Exercices:
1. Les affirmations suivantes concordent-elles avec le texte sur Sylvia Huang ? Répondez par oui ou par non à chacune et citez les mots du texte qui tranchent.
(a) Sylvia Huang est née à Etterbeek.
(b) Sylvia Huang n’a remporté qu’un seul prix du public.
(c) Le jury était dirigé par Lorenzo Gatto.
2. Répondez brièvement à ces questions d’après le texte sur Sylvia Huang.
(a) En quelle année un violoniste belge a-t-il été couronné pour la dernière fois au Concours Reine Élisabeth ?
(b) Dans quel orchestre joue Sylvia Huang ?
(c) Quel âge a Sylvia Huang ?
3. Poursuivez le texte sur Sylvia Huang à partir de sa dernière phrase.

··· Extrait du texte

La dernière fois qu’un violoniste belge a été couronné au Concours Reine Élisabeth remonte à 2009. Son nom : Lorenzo Gatto. Sylvia Huang n’a pas réussi à égaler sa deuxième place, mais le public l’a adorée et elle a remporté non pas un, mais deux prix du public.
Il y a dix ans, le très jeune Lorenzo Gatto, vêtu de son pantalon rouge devenu iconique depuis, remportait le deuxième prix du Concours Reine Élisabeth. Exactement une décennie plus tard, il y a à nouveau eu une finaliste belge au Concours. Une violoniste végane, fan de frites, sans mayo mais avec du chocolat. Née à Etterbeek, mais ayant grandi dans le Hainaut et entre-temps installée à Amsterdam, où elle joue dans l’Orchestre royal du Concertgebouw, l’un des meilleurs au monde. La grande majorité des connaisseurs la considéraient comme une des favorites, ayant sa place dans le top trois. « Après le premier tour déjà, je trouvais qu’elle méritait une place dans le top six », nous dit Lorenzo Gatto (32). Mais le jury, sous la direction du directeur de Flagey Gilles Ledure, n’était pas de cet avis. Sylvia Huang (25) n’a pas trop l’air de s’en soucier. « Je suis très fière de mon parcours. Et j’ai remporté deux prix du public, je trouve cela très important. Car au final, c’est pour eux que je joue, pas pour un jury. »
Vous ne vous êtes rencontrés la première fois qu’il y a peu. Mais Sylvia, je sais que tu regardais déjà le Concours en 2009. Qu’as-tu pensé lorsque Lorenzo est monté sur le podium en tant que deuxième lauréat ?
GATTO : Aïe, je préfère ne pas entendre ce qu’elle va dire.

······
··· Données fournies

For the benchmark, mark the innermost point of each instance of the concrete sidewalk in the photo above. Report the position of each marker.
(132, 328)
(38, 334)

······

Réponses par exercice:
1.
(a) Oui : « Née à Etterbeek ».
(b) Non : « elle a remporté non pas un, mais deux prix du public ».
(c) Non : « sous la direction du directeur de Flagey Gilles Ledure ».

2.
(a) En 2009.
(b) Dans l’Orchestre royal du Concertgebouw.
(c) Elle a 25 ans.

3.
HUANG : (Rires) Je trouvais qu’il avait vraiment fait une prestation fantastique.
Dix ans plus tard, avez-vous l’impression que le Concours a beaucoup changé ?
GATTO : Non, pas vraiment. C’est un peu plus facile (rires), ils doivent jouer un peu moins. Il n’y a plus la sonate obligatoire dans la finale.
HUANG : Tu avais joué quoi encore ? Paganini ? (Lorenzo acquiesce). Et puis encore une œuvre imposée et la sonate d’Enescu ? C’est vraiment énorme ! C’est impossible.
GATTO : J’étais vraiment épuisé avant même d’entamer mon concerto.
HUANG : Chez nous, l’œuvre imposée du compositeur Kimmo Hakola était incroyablement longue, ça oui. C’est une œuvre avec tellement de facettes différentes.
GATTO : Oui, à chaque fois il s’agit d’une nouvelle pièce, on ne sait jamais à quoi s’attendre. Mais cette année, j’ai trouvé le morceau excellent. C’est comme si Kimmo Hakola avait voulu prouver qu’il pouvait gérer tous ces styles différents.
HUANG : Oui, et il nous a d’ailleurs dit qu’il voulait en faire une ode au violon. L’objectif était vraiment de montrer tout ce qu’on peut tirer d’un violon. Il y avait des parties techniquement très difficiles.
GATTO : Mais c’est chouette aussi. Lorsque moi, j’ai participé, l’œuvre imposée était vraiment étrange, comme si elle avait été écrite par un ordinateur. Vraiment absurde. Je ne l’ai d’ailleurs plus jamais écoutée après. Peut-être que je devrais.
Et si vous étudiez chacun l’œuvre de l’autre ?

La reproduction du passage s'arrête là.